___ Working data ___
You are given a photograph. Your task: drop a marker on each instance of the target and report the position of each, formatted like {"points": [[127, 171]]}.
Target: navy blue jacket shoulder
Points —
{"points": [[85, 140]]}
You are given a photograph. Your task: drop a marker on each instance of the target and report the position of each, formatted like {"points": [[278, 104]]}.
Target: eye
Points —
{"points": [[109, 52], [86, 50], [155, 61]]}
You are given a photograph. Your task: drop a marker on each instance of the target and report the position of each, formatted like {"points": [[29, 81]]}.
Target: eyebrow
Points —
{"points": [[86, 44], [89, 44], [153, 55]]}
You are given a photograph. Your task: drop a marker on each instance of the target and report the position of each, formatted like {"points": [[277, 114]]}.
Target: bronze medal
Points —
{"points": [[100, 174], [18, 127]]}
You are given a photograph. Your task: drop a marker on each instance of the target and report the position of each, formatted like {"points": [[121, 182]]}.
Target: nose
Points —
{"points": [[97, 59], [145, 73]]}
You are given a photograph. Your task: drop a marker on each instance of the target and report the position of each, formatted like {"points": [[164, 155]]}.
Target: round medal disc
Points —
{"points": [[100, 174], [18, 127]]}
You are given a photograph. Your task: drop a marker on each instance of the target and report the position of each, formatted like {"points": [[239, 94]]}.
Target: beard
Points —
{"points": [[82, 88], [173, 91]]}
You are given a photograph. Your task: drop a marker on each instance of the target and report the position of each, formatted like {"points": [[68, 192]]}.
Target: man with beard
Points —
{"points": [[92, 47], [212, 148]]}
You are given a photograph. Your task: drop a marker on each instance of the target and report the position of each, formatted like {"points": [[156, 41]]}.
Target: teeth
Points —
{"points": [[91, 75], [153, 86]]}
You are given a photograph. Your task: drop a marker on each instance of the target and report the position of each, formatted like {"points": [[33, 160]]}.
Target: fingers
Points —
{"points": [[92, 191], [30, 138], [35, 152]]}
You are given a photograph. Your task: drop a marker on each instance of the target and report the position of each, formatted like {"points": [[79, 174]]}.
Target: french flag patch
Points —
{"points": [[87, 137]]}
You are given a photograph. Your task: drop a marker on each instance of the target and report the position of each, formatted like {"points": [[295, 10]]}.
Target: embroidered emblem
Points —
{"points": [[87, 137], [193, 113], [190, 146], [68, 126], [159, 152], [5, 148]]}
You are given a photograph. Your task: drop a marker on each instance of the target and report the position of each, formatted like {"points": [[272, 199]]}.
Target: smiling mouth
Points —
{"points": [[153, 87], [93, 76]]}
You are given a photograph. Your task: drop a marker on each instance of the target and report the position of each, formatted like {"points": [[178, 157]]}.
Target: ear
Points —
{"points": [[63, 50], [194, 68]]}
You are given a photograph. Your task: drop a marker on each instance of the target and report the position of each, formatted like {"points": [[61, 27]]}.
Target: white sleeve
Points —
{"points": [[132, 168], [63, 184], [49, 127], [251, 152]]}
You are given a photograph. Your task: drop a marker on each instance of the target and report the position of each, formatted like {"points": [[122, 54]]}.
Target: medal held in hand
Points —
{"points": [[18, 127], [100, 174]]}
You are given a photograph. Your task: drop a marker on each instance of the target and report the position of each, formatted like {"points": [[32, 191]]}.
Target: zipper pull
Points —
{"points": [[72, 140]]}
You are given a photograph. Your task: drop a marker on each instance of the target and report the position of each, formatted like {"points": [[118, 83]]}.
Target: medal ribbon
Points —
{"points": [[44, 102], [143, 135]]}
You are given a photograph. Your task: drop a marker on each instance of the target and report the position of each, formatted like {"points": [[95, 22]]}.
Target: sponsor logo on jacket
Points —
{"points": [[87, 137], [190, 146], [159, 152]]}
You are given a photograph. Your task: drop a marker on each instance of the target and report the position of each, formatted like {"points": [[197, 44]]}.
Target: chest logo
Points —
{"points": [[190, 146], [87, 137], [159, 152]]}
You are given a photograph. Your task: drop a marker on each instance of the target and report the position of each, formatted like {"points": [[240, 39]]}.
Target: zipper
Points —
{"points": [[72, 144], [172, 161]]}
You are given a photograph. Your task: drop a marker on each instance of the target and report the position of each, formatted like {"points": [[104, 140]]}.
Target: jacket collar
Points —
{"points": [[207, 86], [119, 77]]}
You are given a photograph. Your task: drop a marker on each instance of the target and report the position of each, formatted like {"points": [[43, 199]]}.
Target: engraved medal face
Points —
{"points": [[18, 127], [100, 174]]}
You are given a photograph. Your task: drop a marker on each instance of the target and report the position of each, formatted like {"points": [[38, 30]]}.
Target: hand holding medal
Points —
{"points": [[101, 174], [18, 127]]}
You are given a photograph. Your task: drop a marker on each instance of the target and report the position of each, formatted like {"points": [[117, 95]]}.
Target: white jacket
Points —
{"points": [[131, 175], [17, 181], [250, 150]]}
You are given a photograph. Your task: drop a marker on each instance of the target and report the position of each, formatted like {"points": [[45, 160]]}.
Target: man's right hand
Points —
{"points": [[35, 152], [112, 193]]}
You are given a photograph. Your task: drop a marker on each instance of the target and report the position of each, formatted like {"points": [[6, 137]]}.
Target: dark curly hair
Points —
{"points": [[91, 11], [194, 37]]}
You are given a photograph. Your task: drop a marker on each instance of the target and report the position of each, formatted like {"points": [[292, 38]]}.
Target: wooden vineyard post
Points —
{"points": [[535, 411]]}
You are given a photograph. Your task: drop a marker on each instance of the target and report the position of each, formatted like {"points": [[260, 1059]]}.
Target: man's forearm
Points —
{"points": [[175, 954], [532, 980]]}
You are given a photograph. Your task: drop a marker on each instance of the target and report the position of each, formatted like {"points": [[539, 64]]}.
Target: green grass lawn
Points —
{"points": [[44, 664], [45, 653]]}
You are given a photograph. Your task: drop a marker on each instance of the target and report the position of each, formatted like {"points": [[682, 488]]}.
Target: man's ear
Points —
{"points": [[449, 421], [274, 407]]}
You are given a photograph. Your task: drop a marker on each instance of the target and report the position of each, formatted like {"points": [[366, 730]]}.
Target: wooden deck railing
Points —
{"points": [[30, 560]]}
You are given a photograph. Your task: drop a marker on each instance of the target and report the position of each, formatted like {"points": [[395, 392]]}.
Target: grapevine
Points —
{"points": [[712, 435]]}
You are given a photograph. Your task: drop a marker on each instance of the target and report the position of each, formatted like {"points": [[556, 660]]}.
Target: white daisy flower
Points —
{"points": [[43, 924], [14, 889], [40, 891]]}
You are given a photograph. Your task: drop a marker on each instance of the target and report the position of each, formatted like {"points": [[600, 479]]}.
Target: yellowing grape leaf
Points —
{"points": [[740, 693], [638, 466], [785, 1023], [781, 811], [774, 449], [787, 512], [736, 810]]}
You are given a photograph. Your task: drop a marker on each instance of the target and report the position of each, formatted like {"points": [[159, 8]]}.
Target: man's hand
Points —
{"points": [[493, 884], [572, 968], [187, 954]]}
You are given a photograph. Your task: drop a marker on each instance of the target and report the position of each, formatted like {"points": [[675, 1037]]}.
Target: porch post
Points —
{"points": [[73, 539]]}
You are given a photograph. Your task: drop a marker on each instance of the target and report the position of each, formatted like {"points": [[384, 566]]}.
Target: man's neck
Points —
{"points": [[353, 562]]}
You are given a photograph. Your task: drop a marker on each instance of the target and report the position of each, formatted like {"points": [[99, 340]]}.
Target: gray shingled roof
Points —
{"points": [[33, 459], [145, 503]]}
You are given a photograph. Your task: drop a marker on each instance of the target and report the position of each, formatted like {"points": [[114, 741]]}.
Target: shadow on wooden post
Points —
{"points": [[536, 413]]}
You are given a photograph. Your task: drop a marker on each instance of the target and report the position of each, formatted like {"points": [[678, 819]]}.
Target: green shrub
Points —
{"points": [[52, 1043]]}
___
*Task brief*
The lines above that hold the word "logo" are the ones to copy.

*Solution*
Target: sponsor logo on jacket
Target: chest logo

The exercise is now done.